Retype, without alteration, each line from the line containing "the black stove" to the final line of the records.

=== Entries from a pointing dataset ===
☆ ☆ ☆ ☆ ☆ ☆ ☆

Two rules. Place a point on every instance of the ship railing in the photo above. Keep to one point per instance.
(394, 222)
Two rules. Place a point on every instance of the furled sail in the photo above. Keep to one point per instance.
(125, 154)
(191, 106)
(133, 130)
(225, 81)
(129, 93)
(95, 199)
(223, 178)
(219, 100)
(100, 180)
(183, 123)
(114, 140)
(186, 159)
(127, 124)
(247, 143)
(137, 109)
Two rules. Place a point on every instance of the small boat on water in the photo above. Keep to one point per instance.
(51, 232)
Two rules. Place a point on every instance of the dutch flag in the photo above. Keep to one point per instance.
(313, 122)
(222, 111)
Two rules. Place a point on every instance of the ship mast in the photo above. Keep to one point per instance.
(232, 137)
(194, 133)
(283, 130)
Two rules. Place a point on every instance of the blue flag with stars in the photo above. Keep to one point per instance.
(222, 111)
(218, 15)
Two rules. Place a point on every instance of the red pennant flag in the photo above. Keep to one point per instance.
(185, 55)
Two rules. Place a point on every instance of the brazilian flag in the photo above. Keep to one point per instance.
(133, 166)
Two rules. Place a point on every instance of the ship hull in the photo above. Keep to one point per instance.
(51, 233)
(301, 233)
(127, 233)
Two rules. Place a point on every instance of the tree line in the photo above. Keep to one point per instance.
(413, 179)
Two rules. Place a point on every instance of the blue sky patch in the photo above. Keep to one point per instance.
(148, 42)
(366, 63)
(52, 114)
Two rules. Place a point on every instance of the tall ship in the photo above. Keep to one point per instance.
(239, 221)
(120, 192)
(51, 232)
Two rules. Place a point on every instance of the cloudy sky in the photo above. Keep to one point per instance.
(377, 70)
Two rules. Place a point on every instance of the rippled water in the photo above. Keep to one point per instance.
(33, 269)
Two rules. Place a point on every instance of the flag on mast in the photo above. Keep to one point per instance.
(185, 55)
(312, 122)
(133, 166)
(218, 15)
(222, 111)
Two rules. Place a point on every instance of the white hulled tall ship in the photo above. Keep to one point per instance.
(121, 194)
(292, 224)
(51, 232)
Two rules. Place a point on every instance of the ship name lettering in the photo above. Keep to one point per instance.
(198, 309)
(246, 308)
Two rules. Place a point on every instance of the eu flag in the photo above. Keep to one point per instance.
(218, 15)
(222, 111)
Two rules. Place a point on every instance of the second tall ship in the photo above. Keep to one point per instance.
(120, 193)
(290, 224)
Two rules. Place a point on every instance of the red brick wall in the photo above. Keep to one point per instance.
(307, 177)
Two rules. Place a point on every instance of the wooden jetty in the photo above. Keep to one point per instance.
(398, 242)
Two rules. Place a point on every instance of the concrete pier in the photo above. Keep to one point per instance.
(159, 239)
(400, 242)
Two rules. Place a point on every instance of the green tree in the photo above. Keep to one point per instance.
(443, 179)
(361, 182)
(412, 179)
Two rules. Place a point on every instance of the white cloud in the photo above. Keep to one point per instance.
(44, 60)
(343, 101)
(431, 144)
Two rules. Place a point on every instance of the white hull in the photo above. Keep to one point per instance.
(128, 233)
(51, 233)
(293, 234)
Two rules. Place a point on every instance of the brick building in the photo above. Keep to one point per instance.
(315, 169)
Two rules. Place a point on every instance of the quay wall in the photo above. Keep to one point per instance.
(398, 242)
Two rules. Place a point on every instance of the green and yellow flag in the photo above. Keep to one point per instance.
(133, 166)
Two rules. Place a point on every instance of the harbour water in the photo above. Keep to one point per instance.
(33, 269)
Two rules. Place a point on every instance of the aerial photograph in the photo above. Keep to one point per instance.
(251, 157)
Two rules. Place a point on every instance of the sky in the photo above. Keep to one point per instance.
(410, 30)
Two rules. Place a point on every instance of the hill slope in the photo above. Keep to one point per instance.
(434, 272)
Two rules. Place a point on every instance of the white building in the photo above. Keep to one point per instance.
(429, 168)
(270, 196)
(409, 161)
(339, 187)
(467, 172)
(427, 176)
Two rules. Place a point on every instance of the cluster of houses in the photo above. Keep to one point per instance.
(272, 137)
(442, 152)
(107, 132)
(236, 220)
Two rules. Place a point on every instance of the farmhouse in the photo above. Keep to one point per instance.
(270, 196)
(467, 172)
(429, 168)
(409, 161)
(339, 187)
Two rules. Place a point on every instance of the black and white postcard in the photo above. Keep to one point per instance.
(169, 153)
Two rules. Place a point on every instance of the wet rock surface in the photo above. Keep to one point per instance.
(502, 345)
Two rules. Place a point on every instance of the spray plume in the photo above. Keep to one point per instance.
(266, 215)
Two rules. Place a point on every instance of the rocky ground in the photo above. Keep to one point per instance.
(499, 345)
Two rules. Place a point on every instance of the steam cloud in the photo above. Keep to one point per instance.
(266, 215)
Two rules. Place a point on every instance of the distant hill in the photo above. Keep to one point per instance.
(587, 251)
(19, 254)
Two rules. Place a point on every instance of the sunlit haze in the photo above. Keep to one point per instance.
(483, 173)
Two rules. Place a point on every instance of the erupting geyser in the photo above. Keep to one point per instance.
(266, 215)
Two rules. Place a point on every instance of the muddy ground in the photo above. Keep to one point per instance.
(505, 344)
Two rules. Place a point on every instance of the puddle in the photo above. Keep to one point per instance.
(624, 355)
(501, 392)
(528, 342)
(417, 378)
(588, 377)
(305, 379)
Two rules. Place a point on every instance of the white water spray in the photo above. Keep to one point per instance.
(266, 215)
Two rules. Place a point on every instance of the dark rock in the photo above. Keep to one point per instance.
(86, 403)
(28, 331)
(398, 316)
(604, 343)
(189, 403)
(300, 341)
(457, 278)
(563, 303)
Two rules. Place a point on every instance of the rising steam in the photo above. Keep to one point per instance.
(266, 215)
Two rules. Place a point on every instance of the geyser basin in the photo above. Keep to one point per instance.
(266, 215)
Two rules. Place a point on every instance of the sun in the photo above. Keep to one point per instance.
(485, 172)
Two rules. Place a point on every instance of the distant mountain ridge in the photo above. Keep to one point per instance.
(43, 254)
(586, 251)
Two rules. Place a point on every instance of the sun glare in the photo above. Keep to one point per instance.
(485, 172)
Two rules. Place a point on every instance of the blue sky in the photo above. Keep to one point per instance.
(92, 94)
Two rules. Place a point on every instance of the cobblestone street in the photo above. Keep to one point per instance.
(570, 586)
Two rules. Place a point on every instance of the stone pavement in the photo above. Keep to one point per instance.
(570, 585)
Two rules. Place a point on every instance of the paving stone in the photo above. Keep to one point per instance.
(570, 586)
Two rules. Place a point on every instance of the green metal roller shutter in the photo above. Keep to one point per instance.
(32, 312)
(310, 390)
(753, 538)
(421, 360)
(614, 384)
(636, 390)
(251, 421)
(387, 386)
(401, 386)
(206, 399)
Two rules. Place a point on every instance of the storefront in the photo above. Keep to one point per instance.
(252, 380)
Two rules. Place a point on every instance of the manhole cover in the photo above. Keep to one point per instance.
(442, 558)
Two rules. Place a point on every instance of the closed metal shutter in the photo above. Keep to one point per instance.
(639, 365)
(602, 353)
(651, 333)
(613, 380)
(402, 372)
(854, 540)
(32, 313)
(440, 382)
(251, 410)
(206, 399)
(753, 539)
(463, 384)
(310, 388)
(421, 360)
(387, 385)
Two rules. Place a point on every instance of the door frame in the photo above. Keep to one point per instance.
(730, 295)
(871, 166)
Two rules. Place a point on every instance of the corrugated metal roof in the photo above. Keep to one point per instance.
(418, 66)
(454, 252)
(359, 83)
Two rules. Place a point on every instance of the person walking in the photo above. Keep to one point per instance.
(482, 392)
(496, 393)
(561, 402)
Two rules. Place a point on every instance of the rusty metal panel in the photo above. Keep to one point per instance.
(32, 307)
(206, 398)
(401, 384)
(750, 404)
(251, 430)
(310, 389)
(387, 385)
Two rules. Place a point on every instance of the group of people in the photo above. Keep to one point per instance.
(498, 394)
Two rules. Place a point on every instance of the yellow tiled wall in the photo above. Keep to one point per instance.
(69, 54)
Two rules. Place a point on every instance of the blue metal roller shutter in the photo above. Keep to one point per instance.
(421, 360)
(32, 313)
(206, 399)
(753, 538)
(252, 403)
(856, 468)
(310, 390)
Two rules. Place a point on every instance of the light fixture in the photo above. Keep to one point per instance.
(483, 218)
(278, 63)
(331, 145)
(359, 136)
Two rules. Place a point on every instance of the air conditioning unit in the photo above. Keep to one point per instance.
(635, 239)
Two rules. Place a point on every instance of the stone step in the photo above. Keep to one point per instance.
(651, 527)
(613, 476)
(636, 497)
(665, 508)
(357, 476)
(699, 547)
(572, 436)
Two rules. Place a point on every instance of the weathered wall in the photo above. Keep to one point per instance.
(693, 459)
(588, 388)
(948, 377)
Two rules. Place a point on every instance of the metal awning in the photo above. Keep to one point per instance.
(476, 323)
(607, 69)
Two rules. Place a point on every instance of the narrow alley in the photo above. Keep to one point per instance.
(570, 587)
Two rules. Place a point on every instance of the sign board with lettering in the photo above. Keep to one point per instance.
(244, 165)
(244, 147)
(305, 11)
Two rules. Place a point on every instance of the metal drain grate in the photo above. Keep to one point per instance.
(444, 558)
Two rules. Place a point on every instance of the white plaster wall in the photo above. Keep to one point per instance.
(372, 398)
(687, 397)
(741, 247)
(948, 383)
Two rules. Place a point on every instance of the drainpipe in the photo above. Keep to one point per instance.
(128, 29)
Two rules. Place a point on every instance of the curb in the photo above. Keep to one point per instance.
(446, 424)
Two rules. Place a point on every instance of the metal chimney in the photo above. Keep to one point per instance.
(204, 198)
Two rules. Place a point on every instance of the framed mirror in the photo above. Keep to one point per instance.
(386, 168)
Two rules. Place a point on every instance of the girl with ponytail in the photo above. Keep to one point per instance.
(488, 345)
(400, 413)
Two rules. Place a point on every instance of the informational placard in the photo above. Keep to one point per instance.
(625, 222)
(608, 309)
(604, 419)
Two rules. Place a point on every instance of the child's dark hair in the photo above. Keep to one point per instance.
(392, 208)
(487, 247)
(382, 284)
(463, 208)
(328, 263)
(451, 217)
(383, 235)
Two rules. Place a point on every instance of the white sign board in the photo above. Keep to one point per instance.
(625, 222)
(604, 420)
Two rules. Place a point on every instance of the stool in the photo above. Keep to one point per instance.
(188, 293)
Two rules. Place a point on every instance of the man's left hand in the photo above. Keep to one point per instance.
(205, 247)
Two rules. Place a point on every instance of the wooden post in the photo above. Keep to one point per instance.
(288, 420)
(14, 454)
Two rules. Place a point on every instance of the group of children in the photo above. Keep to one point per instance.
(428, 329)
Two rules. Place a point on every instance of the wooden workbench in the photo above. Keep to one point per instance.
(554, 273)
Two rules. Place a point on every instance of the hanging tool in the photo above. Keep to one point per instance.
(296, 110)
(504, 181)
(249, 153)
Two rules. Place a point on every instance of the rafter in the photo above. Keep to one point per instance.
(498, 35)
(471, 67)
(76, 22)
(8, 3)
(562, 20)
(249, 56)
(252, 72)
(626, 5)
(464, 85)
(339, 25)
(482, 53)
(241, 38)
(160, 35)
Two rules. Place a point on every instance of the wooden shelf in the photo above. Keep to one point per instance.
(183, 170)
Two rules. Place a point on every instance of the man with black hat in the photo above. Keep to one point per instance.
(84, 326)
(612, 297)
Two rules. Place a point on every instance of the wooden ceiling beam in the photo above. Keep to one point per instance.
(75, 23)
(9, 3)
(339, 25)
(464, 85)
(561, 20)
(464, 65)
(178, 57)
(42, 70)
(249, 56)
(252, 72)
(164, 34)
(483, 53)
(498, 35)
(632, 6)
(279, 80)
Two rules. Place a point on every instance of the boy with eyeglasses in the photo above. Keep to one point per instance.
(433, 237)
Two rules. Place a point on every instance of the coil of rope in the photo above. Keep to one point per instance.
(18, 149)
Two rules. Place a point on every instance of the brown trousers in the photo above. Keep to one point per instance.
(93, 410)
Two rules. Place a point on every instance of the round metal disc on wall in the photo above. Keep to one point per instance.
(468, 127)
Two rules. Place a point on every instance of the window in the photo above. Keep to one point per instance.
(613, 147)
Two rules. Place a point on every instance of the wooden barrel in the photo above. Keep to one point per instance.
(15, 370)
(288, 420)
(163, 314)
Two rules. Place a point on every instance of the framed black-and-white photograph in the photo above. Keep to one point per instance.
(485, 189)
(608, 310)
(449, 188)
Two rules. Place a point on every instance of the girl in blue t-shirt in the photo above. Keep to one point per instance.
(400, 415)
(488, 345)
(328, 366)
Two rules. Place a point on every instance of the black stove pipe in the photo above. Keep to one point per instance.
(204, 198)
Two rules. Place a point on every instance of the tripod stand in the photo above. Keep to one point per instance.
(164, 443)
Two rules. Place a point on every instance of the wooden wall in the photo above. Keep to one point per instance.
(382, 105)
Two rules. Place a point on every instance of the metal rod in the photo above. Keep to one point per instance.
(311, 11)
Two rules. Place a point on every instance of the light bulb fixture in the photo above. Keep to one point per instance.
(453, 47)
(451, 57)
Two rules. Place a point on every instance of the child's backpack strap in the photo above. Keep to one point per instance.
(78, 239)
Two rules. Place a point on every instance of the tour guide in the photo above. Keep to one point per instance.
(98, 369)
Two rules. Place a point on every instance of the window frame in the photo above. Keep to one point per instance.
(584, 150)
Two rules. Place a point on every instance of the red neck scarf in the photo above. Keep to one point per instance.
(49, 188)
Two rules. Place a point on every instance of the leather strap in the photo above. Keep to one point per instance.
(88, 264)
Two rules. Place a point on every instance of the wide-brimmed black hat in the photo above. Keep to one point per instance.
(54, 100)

☆ ☆ ☆ ☆ ☆ ☆ ☆

=== Full solution ===
Two rules. Place a point on every instance of the black stove pipe in the photo above. Keep to one point per instance.
(204, 198)
Two rules. Place a point on every instance of the tripod stand in the photo above. Keep to one point per instance.
(164, 443)
Two rules. Place a point on every instance of the wooden wall in the photo above. Keep to one point per instance.
(382, 105)
Two rules. Place a point on every instance of the metal rod in the photo above. Keep to one point per instance.
(311, 11)
Two rules. Place a point on every instance of the light bulb fixture in the photo above. Keep to one point per instance.
(453, 47)
(451, 57)
Two rules. Place a point on every instance of the child's backpack strap in the photo above. Keep to one point per instance.
(78, 239)
Two rules. Place a point on every instance of the tour guide in the photo above. Keep to one point per instance.
(98, 369)
Two rules. Place a point on every instance of the window frame in the photo above. Keep to one point per instance.
(584, 150)
Two rules. Place a point on every instance of the red neck scarf in the photo above. Keep to one point per instance.
(49, 188)
Two rules. Place a point on every instance of the leather strap in the photo above. Keep to one point per instance.
(88, 264)
Two rules. Place a point on every instance of the wide-brimmed black hat in the photo above. Keep to one point per instance.
(54, 100)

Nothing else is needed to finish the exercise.